# RF build progress



## Joshua Husemann (May 16, 2020)

Well I am finally getting around to finishing the smoker I started last summer, I also build custom old school mini bikes and that plus the pesky job I have to keep have kept me pretty busy. I thought I would throw up a few pics and welcome any suggestions. I used the calculator on this site for all dimensions and such, so I am feeling pretty good about it turning out well. I have used an old 60 gal air compressor tank for the cook chamber. I was a little rusty inside of course, so I cleaned that out with navel jelly and rinsed and cleaned after. I decided to only go with 3/16" for the firebox and RF plate, although I know everyone goes with 1/4". With the price difference here plus the fact that I'm in AZ and will have no issues keeping heat up, I figured I could probably get away with it. I don't plan on competing and I only smoke a few times a year so for me that justified the slightly thinner material. I will be using Lava rock gasket for the firebox and the CC lid. I plan to build 2 cook grates into the CC, one main one and a more shallow upper grate for smaller items or whatever.  I still need to figure out the latch system for firebox and CC, I am looking for a simple yet effective solution there, and plan to use a 1" ball valve for the grease drain. I have the RF plate just set in place in the pics, but i have it angled slightly away from the firebox to aid in draining. I will add a lip on the drain end also to keep grease from falling under the plate.

============

## [To-do list]
#1 From the smoker build post, list every measurement stated in inches.
#2 From the listing, extract the lines running from the one holding "Exercise. Point out the chapel" through the one holding "<point>355,389</point>", inclusive, and copy them unchanged.

## [Supplied data]
============

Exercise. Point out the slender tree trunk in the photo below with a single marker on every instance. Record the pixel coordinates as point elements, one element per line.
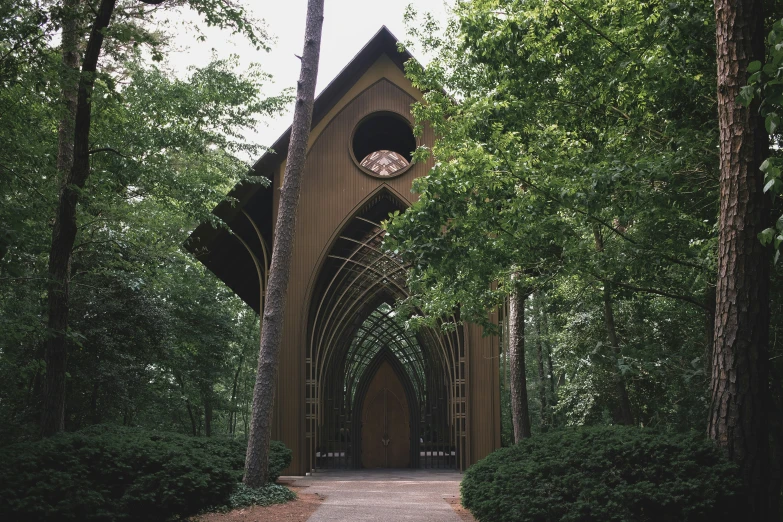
<point>69,86</point>
<point>208,411</point>
<point>232,412</point>
<point>738,410</point>
<point>257,461</point>
<point>520,414</point>
<point>542,384</point>
<point>548,346</point>
<point>64,234</point>
<point>623,413</point>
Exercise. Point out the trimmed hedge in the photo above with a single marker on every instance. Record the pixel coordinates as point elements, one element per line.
<point>110,473</point>
<point>604,475</point>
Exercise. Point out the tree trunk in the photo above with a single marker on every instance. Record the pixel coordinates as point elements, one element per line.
<point>257,461</point>
<point>207,411</point>
<point>542,384</point>
<point>623,413</point>
<point>69,86</point>
<point>232,412</point>
<point>549,365</point>
<point>520,414</point>
<point>64,234</point>
<point>709,328</point>
<point>738,410</point>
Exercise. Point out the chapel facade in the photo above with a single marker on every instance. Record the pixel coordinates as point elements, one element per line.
<point>355,389</point>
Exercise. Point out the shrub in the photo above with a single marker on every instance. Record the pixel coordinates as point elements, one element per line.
<point>604,474</point>
<point>110,473</point>
<point>266,495</point>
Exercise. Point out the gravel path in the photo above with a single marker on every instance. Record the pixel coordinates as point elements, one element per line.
<point>384,495</point>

============

## [Answers given]
#1
3/16"
1/4"
1"

#2
Exercise. Point out the chapel facade in the photo above with a single marker on every instance. Record the pixel coordinates as point elements, one element per line.
<point>355,389</point>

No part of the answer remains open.